◆ Source extract:
+++++

“Human shields” charge
Bush prepares alibi for slaughter in Iraq
14 February 2003
The Bush administration’s buildup to war has reached the stage where top officials feel compelled to arm themselves with alibis for the coming slaughter of thousands of Iraqi civilians.
That is the significance of Bush’s speech February 12 in Nashville, warning that the Iraqi regime is preparing to use its civilian population as “human shields” in the event of a US invasion. He said that Iraq’s president Saddam Hussein intends to deploy the country’s military forces among civilians “in order to shield his military and blame coalition forces for civilian casualties that he has caused.” As always, Bush presented no evidence to back these assertions.
“America views the Iraqi people as human beings who have suffered long enough,” Bush told a conference of Christian broadcasters. The address, dripping with the kind of hypocrisy that is the stock-in-trade of his audience, constituted a transparent attempt to blame the Iraqis for the massive destruction that the US military is preparing to unleash against their country.
The argument is that if Iraqi soldiers attempt to defend the country’s capital and largest city from conquest by invading US troops, they are responsible for civilians killed by American bombs, missiles and gunfire. This particular species of lying is by no means an innovation. During the last Persian Gulf war, the White House of Bush senior and the Pentagon routinely blamed civilian casualties on Iraqi positioning of military forces and even—absurdly—on anti-aircraft fire falling short.
The single most atrocious attack of that war, the bombing of the Al-Amariya bomb shelter in Baghdad, was first dismissed as “Iraqi propaganda” and then defended. The 288 civilians killed by American bombs, including 91 children, were said to be proof that the Iraqi regime “does not share our value for the sanctity of human life.”
Bush’s comments on “human shields” were supplemented by testimony delivered the same day by Vice Admiral Lowell Jacoby before the Senate Armed Services Committee. “If hostilities begin,” he said, “Saddam is likely to employ a ‘scorched earth’ strategy, destroying food, transportation, energy and other infrastructure, attempting to create a humanitarian disaster significant enough to stop a military advance.”
Jacoby went on to say that the Iraqi regime would likely unleash weapons of mass destruction on its own citizens in order to blame the US for war crimes.
There is without question a “scorched earth” strategy for Iraq; the Pentagon has prepared it. Plans leaked to the press earlier this month for a “shock and awe” campaign call for bombardment of the country with 3,000 to 4,000 cruise missiles and smart bombs in the first 48 hours of a US attack, more explosive power than was used during the entire Persian Gulf War a decade ago.
This air assault will be aimed at killing Iraqi civilians. The idea is to inflict sufficient casualties to shock the entire population into submitting to the US invaders. One of the architects of the plan, Harlan Ullman, currently an analyst with the Center for Strategic and International Studies, compared it to the atomic bomb attacks on Hiroshima and Nagasaki. “The Japanese quit because they couldn’t appreciate that one bomb could do what 500 planes did in a night. That was shock,” he said. “Now, can you take that level of shock and apply it with conventional weapons? We thought you could.”

+++++

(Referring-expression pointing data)
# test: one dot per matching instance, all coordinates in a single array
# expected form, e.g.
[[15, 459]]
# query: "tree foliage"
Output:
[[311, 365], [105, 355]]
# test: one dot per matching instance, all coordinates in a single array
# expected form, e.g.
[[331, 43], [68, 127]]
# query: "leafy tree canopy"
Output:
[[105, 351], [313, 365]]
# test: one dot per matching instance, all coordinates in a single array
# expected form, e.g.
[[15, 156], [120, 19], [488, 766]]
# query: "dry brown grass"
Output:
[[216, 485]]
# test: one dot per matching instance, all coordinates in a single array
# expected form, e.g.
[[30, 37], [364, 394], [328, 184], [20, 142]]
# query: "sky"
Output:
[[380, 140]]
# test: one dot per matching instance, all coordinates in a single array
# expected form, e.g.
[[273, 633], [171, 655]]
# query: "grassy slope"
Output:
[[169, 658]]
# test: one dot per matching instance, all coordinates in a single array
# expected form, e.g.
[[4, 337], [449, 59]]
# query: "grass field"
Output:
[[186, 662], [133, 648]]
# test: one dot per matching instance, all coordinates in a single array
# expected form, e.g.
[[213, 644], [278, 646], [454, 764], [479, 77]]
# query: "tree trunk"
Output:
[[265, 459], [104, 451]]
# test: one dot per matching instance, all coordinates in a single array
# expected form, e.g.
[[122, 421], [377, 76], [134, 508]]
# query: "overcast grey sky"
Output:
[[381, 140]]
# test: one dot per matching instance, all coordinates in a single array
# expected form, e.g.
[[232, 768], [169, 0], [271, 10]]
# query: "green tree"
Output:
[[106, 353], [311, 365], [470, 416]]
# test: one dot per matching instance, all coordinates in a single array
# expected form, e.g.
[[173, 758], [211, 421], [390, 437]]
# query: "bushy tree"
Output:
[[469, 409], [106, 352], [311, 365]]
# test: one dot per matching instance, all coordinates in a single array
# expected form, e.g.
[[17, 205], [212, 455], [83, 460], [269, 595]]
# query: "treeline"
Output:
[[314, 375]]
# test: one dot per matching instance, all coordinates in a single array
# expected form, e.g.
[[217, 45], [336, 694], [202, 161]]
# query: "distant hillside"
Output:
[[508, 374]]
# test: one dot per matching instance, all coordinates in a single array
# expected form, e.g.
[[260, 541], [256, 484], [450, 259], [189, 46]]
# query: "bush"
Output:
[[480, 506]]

+++++

◆ Exercises:
1 > Using the article on the "human shields" charge, decide whether each statement agrees with it, answering yes or no and quoting the deciding words: (a) Bush gave his Nashville speech to a conference of Christian broadcasters. (b) The bombing of the Al-Amariya shelter killed 91 civilians in all. (c) The leaked "shock and awe" plans call for 3,000 to 4,000 cruise missiles and smart bombs in the first 48 hours of a US attack.
2 > From the article on the "human shields" charge, quote the part that opens with the words containing "The argument is" and closes with "fire falling short.".
The data can be left aside, since none of the work depends on it.

◆ Results of the tasks:
1 >
(a) Yes: "Bush told a conference of Christian broadcasters."
(b) No: "The 288 civilians killed by American bombs, including 91 children"
(c) Yes: "3,000 to 4,000 cruise missiles and smart bombs in the first 48 hours of a US attack"

2 >
The argument is that if Iraqi soldiers attempt to defend the country’s capital and largest city from conquest by invading US troops, they are responsible for civilians killed by American bombs, missiles and gunfire. This particular species of lying is by no means an innovation. During the last Persian Gulf war, the White House of Bush senior and the Pentagon routinely blamed civilian casualties on Iraqi positioning of military forces and even—absurdly—on anti-aircraft fire falling short.